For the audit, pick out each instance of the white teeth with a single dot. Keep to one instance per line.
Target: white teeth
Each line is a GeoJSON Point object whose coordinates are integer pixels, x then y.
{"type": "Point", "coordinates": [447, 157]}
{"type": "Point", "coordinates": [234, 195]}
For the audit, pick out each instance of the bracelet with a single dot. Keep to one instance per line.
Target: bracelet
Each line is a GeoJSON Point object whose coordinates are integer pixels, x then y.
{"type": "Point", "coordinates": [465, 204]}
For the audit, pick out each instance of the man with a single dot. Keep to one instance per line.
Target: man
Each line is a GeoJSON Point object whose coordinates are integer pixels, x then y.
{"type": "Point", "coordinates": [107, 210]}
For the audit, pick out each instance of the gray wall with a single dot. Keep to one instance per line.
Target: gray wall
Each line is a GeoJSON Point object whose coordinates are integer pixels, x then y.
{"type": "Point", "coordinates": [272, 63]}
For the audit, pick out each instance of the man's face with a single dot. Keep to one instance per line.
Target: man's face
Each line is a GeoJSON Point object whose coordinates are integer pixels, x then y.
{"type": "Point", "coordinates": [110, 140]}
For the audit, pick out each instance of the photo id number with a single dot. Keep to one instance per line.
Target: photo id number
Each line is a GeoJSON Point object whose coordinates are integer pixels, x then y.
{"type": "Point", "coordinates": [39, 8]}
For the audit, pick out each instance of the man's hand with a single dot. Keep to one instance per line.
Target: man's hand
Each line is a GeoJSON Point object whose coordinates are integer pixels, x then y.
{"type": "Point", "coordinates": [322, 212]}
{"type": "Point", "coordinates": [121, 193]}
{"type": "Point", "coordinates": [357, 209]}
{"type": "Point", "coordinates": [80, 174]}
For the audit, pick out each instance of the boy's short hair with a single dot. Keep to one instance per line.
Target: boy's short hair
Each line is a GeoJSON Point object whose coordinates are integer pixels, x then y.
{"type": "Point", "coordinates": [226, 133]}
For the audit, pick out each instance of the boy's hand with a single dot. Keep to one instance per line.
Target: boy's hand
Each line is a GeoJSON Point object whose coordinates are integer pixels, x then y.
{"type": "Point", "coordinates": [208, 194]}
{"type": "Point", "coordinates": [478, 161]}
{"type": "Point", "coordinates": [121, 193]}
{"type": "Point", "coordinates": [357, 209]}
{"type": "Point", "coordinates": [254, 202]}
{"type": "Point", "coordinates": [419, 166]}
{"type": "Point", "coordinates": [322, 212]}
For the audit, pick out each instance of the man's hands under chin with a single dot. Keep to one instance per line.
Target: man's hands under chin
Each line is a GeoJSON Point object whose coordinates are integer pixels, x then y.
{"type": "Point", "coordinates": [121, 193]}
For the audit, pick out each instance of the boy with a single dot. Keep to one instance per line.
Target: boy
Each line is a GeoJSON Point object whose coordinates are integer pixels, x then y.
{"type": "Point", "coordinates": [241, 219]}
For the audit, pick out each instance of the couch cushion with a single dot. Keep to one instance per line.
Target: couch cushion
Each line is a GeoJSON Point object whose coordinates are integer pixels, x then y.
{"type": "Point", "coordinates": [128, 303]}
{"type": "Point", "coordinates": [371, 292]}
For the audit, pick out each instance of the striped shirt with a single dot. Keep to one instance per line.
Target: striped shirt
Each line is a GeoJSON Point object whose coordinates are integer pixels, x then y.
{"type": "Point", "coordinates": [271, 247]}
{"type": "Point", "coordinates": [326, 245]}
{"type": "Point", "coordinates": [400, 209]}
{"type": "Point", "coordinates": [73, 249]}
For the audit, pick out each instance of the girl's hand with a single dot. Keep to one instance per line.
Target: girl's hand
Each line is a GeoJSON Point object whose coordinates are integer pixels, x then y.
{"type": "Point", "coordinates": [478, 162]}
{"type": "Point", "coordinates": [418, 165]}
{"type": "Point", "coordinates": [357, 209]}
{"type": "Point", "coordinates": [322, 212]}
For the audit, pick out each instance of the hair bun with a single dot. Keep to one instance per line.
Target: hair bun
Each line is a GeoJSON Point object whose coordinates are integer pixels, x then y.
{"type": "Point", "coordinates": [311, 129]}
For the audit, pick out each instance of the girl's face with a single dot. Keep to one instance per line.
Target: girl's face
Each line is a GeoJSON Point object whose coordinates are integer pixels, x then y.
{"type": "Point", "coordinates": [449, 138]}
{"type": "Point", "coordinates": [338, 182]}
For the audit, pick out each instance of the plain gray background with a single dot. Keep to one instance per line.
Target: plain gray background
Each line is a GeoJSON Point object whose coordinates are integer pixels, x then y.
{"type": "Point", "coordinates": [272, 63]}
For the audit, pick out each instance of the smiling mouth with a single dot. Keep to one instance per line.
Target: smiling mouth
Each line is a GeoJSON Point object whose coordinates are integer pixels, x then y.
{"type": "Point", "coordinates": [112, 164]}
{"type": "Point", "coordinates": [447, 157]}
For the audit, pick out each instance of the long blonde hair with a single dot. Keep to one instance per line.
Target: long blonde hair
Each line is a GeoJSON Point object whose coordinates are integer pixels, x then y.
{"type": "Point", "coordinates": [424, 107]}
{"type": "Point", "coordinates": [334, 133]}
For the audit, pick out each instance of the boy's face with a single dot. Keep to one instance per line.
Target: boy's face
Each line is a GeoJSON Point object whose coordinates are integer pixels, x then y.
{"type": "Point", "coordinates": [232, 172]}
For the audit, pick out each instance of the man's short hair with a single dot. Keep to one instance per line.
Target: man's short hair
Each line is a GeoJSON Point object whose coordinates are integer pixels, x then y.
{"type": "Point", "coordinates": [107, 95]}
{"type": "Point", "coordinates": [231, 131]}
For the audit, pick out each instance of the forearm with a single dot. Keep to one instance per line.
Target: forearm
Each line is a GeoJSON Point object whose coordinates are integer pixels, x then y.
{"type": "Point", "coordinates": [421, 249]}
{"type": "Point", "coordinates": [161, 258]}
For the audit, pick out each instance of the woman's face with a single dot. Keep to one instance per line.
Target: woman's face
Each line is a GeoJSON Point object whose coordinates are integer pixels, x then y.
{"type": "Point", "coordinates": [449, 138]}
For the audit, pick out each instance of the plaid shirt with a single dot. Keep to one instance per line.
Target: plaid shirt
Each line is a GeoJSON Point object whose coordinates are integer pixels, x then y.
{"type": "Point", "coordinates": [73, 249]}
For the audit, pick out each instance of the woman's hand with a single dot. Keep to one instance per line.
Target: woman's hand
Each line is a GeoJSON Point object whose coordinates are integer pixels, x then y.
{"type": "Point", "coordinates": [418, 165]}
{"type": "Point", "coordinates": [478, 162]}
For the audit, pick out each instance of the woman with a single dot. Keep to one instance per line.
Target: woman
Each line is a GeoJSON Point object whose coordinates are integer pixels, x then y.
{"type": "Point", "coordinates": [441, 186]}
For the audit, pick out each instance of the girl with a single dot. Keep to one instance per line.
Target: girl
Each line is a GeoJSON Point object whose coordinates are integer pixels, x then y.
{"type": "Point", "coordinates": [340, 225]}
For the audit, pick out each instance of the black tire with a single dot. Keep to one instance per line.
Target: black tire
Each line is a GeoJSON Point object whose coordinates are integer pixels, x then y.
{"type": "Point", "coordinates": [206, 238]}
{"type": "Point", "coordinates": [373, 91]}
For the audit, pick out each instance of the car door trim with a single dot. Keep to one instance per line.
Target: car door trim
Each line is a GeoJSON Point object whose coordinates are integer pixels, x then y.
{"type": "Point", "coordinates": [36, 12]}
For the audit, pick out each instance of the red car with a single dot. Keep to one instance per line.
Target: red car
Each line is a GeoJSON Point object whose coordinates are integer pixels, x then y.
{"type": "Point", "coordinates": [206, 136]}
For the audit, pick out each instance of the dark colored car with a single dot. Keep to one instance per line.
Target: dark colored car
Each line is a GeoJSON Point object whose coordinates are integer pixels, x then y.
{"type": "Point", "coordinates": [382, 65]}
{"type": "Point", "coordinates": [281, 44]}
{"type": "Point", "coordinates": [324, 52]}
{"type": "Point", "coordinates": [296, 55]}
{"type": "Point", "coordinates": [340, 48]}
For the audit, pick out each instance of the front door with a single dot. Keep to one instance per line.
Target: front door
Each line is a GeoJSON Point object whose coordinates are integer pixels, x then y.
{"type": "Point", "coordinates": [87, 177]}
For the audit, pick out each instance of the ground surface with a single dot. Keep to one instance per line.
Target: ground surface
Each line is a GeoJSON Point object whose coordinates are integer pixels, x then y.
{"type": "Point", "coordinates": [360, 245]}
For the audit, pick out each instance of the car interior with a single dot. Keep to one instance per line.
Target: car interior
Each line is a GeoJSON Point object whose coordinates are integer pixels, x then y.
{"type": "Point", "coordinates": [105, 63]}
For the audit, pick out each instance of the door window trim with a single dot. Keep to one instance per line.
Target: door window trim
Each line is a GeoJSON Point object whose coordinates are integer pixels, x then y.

__ABOUT THIS TASK__
In the entries above, restate word for word the lines between the one holding "For the audit, pick out each instance of the couch" and the one holding "Target: striped shirt", inclusive, and nothing besides.

__ANSWER FOR THE TASK__
For the audit, pick out each instance of the couch cushion with a single dot. Keep to one instance per line.
Target: couch cushion
Each line is a GeoJSON Point object whose coordinates are integer pixels, x then y.
{"type": "Point", "coordinates": [128, 303]}
{"type": "Point", "coordinates": [371, 292]}
For the audit, pick out each instance of the striped shirt with a single dot. Keep to one instance per line.
Target: striped shirt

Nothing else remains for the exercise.